INFORMATION SUPPLIED
-------------------------

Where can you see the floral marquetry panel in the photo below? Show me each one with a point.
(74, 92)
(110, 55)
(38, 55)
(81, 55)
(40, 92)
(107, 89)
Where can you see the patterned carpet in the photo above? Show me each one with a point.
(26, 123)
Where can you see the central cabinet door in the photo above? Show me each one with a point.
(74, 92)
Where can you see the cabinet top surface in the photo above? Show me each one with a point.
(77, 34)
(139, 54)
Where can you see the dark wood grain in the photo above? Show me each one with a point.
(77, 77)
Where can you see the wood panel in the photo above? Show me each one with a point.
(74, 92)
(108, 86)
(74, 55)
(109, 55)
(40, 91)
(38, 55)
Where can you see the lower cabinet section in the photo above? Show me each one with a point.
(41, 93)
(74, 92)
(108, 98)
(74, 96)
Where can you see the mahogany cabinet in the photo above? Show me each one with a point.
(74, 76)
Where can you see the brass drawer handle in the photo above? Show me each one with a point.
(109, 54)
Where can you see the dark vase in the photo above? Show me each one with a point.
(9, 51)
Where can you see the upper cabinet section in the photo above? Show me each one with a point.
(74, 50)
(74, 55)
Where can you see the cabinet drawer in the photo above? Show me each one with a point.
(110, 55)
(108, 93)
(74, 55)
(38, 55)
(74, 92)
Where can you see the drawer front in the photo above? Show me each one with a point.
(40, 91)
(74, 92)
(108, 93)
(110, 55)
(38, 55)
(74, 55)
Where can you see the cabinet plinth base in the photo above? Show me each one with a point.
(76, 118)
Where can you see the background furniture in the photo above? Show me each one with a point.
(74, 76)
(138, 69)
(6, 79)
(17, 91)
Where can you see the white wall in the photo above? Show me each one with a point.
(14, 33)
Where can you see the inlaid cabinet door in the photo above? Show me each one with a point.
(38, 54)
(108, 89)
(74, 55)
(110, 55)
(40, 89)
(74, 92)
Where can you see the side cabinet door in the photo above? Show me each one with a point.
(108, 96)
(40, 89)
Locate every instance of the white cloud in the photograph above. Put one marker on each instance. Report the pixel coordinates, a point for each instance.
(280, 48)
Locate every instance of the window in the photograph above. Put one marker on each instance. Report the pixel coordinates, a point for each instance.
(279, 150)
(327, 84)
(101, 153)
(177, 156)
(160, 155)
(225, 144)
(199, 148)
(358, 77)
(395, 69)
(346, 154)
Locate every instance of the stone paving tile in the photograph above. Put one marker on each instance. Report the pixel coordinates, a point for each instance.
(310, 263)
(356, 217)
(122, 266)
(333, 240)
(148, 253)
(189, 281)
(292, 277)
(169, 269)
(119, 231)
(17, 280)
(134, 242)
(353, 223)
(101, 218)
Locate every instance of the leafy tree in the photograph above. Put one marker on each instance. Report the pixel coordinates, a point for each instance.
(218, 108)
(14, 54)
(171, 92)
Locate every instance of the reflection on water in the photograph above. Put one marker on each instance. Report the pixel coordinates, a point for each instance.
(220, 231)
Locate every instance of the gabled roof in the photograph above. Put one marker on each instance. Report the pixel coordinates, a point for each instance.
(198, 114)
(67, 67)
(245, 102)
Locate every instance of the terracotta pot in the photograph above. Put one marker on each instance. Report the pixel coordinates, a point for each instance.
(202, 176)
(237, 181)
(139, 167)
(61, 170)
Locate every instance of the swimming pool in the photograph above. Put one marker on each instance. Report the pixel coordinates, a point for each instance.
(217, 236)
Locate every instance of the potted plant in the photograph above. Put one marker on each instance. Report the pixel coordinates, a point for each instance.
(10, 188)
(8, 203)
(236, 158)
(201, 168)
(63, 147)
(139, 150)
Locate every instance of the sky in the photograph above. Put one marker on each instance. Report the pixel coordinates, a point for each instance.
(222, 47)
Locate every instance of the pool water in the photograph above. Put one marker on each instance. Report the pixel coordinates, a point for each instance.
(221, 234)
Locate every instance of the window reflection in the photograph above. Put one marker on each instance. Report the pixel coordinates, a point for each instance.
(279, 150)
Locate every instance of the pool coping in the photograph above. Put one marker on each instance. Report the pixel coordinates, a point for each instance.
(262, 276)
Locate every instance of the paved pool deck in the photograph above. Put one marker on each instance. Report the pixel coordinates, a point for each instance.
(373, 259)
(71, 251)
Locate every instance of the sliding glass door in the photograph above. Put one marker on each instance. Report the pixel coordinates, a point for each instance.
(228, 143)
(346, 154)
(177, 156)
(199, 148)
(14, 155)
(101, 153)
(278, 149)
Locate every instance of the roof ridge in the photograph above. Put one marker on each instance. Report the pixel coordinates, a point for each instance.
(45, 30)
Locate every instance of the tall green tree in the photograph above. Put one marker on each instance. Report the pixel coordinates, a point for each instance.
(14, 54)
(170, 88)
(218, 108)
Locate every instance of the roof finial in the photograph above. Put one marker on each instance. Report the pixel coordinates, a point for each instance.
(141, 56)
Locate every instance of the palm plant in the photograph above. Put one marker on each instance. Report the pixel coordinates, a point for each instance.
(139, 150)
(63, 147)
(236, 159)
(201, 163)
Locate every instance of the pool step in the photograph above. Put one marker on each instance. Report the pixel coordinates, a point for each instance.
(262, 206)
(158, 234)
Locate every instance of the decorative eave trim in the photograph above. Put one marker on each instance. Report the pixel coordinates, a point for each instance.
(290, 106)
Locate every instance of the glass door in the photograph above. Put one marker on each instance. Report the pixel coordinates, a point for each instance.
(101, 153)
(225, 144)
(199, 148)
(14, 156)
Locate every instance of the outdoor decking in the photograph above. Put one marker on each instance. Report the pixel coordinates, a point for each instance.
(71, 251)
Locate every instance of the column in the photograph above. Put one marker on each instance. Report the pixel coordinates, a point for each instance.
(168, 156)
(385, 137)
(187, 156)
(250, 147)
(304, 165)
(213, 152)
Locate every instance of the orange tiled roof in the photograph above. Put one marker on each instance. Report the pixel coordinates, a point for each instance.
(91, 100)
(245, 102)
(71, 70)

-------------------------

JOB
Emit the full listing verbatim.

RESULT OF THE EXERCISE
Where can you see the floral marquetry panel in the photo below? Show me each one with a point.
(74, 92)
(110, 55)
(38, 55)
(81, 55)
(40, 92)
(107, 89)
Where can you see the patterned carpet in the photo above? Show me each one with a point.
(26, 123)
Where can you see the central cabinet door in the photo above? Show me each one with a point.
(74, 92)
Where can you see the cabinet top surface in the photo above? Show me each one with a point.
(77, 34)
(139, 54)
Where can you see the dark wood grain in the photo above? Show me each one with a point.
(77, 77)
Where can you see the wood panel in the photo above? Show me each one with a point.
(74, 92)
(108, 86)
(74, 55)
(109, 55)
(40, 91)
(38, 55)
Where can you see the lower cabinet section in the photo above? Show me each one with a point.
(41, 93)
(74, 92)
(108, 98)
(74, 96)
Where can you see the mahogany cabinet in the photo above? Show me each one with a point.
(74, 76)
Where can you see the brass drawer handle in the photo above? Show me each one with a point.
(109, 54)
Where can you see the dark vase in the photo above? Show me each one with a point.
(9, 51)
Where can you see the upper cabinet section in the photo above? Show me each one with a point.
(74, 50)
(74, 55)
Where can you see the cabinet drawer in the photo above? Show me each one with a point.
(110, 55)
(108, 93)
(74, 55)
(38, 55)
(74, 92)
Where can you see the drawer front in the photo above? Show me each one with a point.
(40, 91)
(74, 92)
(108, 93)
(110, 55)
(38, 55)
(74, 55)
Where can you see the cabinet plinth base in the photo above? Show me each one with a point.
(76, 118)
Where can you see the background furniture in the photo above? Show me each one with a point.
(74, 76)
(138, 69)
(6, 79)
(17, 91)
Where can you see the white wall in the photo above? Show me each one with a point.
(14, 33)
Where can you see the inlaid cabinet door in the photo above? Show me each one with a point.
(38, 54)
(108, 89)
(74, 55)
(110, 55)
(40, 89)
(74, 92)
Where can you see the side cabinet door in the photo above? Show me each one with a point.
(108, 96)
(40, 89)
Locate every instance of the white cloud in the photograph above. Put one marker on each instance. Report the pixel coordinates, a point for each instance.
(280, 48)
Locate every instance of the window in the photograph above. Put one marker on each instance. Report the pixel coordinates, a point for each instance.
(279, 150)
(327, 84)
(101, 153)
(177, 156)
(160, 155)
(225, 144)
(199, 148)
(358, 77)
(395, 69)
(346, 154)
Locate every instance of the stone paving tile in the photograph above. Put one marker on each instance. Report the pixel coordinates, a point for each instance.
(310, 263)
(356, 217)
(122, 266)
(333, 240)
(148, 253)
(189, 281)
(292, 277)
(169, 269)
(119, 231)
(17, 280)
(134, 242)
(353, 223)
(101, 218)
Locate every instance of the leafy tree in the photograph above. Put one marker on each instance. Report the pixel coordinates, a point for each instance.
(218, 108)
(14, 54)
(171, 92)
Locate every instance of the reflection on water in the photograph above. Put one marker on each instance. Report the pixel coordinates, a point for each instance.
(220, 231)
Locate every instance of the gabled roof in the photograph above. Put one marker on each instance. Report the pixel coordinates, a point for each instance.
(198, 114)
(67, 67)
(245, 102)
Locate every instance of the terracotta pot in the photograph above. Put one marker on each instance. Report the pixel coordinates, a point for each instance.
(202, 176)
(237, 181)
(139, 167)
(61, 170)
Locate every instance of the swimming pool in the photograph above. Put one marker on each instance. Report the pixel coordinates, a point for each instance.
(217, 236)
Locate every instance of the potted plant in the photograph above. Put one marker on each instance. Report the pixel coordinates, a point for each instance.
(10, 188)
(8, 203)
(236, 158)
(201, 168)
(63, 147)
(139, 150)
Locate every instance of the sky in the photograph above. Put one marker on each instance. Report the pixel coordinates, a point for each instance.
(222, 47)
Locate every instance of the pool water in the photograph above. Put one marker on each instance. Report the pixel coordinates, a point for each instance.
(221, 234)
Locate every instance of the window reflection in the photograph above. Put one marker on each instance. Report the pixel coordinates, a point for each instance.
(279, 150)
Locate every instance of the pool coping in the photograph above. Put one marker on each instance. Report the pixel coordinates, a point for each instance.
(262, 276)
Locate every instance of the paved pool deck in the photograph above. Put one marker on each instance. Report the pixel coordinates, a point for each instance.
(373, 259)
(71, 251)
Locate every instance of the sliding glass door in the photograph above. Put one marker on each instance. Report the pixel coordinates, a point for each instance.
(228, 143)
(346, 154)
(177, 156)
(199, 148)
(14, 155)
(101, 153)
(278, 149)
Locate every instance of the roof ridge in the photograph above. Put one marker on each instance. Report the pixel coordinates, a point for each instance.
(45, 30)
Locate every instance of the tall green tree in the photograph above. Put one marker on each instance. Report the pixel coordinates, a point for each instance.
(14, 54)
(170, 88)
(218, 108)
Locate every instance of the roof finial in the photograph above. Put one marker on each instance. Report the pixel coordinates, a point for each instance.
(141, 56)
Locate every instance of the palm plant in the photograph above. Put one marker on each instance. Report the pixel coordinates, a point for each instance.
(139, 150)
(63, 147)
(236, 159)
(201, 163)
Locate every instance of the pool step in the photograph above. Put one marker on each instance. Report the pixel coordinates, a point for each instance.
(262, 206)
(158, 234)
Locate every instance of the decorative eave trim in the photograph above. Put one marker on each instance. Report the pixel coordinates, a point for each instance.
(290, 106)
Locate every instance of the glass door in the photograph above. Put one marker on each instance. Report the pixel coordinates, a point for each instance.
(101, 153)
(225, 144)
(199, 148)
(14, 156)
Locate every instance of the outdoor decking in the photograph above. Put one marker on each instance. Report the pixel coordinates, a point for each instance.
(71, 251)
Locate every instance of the column in the photograph above. Put one marker on each instance. Report the pixel coordinates, a point for each instance.
(168, 156)
(385, 137)
(187, 156)
(250, 147)
(304, 165)
(213, 152)
Locate every instance of the orange tiled roof in the photograph above. Put one marker on each instance. Report the pixel coordinates, a point for each instance.
(91, 100)
(245, 102)
(71, 70)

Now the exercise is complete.